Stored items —
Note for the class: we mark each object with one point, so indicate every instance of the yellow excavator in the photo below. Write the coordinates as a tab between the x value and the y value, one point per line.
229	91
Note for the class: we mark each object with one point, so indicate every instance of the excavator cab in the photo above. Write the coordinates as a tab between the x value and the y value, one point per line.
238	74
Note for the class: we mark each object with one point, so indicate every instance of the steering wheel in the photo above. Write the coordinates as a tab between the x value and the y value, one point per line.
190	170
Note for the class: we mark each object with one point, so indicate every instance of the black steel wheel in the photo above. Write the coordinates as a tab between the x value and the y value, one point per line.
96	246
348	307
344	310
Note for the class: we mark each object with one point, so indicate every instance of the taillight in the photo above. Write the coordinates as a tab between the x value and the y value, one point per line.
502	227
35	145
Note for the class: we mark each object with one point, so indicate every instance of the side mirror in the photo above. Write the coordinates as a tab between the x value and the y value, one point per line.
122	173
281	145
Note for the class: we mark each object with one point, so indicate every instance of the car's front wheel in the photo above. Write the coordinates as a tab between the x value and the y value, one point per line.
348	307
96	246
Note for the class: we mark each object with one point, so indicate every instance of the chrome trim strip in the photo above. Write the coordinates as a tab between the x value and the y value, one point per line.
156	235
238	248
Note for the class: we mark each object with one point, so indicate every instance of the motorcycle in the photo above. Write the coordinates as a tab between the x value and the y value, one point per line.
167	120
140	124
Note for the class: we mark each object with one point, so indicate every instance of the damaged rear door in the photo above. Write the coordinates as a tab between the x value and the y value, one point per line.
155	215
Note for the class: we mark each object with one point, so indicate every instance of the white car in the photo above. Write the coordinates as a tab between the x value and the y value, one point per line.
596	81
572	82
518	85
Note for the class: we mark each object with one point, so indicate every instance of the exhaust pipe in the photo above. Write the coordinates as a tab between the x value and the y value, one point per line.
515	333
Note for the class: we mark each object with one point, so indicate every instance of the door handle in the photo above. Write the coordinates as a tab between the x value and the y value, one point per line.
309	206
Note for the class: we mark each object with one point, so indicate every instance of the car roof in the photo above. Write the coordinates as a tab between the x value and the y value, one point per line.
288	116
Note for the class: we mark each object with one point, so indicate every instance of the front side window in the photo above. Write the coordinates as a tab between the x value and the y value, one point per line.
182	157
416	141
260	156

Task — All entries are to be retyped with no difference from the original.

Response —
Note for the class: we mark each object with one point, so indicate every instance of the yellow excavator in the photo below. Write the coordinates as a tab between the x value and the y value, one point per line.
229	91
Note for the class: we mark each object with one point, so indicate every instance of the excavator cab in the photo above. Write the coordinates as a tab between the x value and the y value, one point per line.
238	74
Note for the class: we mark each object with one point, so indicate every instance of the steering wheel in the photo above. Write the coordinates as a tab between the x value and the y value, one point per line.
190	170
Note for the class: we mark each object with one point, so indicate every instance of the black steel wheel in the photo above. Write the coordinates as a tab between the x value and the y value, one point per line.
96	246
348	307
344	310
Note for the class: we mark each object with one point, so indicate every instance of the taillight in the photo above. Write the coordinates as a tab between the x value and the y value, one point per line.
502	227
35	145
Note for the class: we mark each object with one point, so indicate every instance of the side mirror in the photo above. Write the coordinates as a tab between the x value and the y value, one point per line.
122	173
281	145
Note for the class: we mark each object with one point, so indicate every instance of the car's front wheel in the photo above. Write the coordinates as a tab between the x value and the y value, one point per line.
348	307
96	246
Note for the class: we mark each object with one point, so indicate every instance of the chrome trim strip in the photo above. Write the coordinates as a tab between the x value and the y value, one point per line.
156	235
238	248
Note for the class: we mark each object with one point, so indicate every instance of the motorcycle in the photo above. Write the coordinates as a tab between the x value and the y value, one point per line.
167	120
140	124
Note for the class: we mark each object with one point, so indicate every instance of the damaged rear door in the photo above. Write the coordinates as a tab between the x value and the y value, one point per line.
155	215
Note for the class: we mark each object with one point, so indicate every instance of the white car in the photo above. Write the coordinates as a tab between the x value and the y value, one point per line.
596	81
572	82
518	85
Note for the class: we mark each object with one point, so indicate every instance of the exhaust pipe in the photo above. Write the coordinates as a tab between the x value and the y value, one point per line.
515	333
Note for the class: we mark each object with one point, so indicate every instance of the door handle in the photo above. Write the coordinates as a tab between the x value and the y value, one point per line.
309	206
Note for the class: we mark each object with one point, so indicate every instance of the car roof in the photo above. Write the coordinates as a tab between the x value and the y value, one point per line.
288	116
Note for the class: we mark each object with one point, so indicate every instance of the front side window in the photo above. Write the coordinates as a tab between the x value and the y value, one point per line.
182	157
416	141
260	156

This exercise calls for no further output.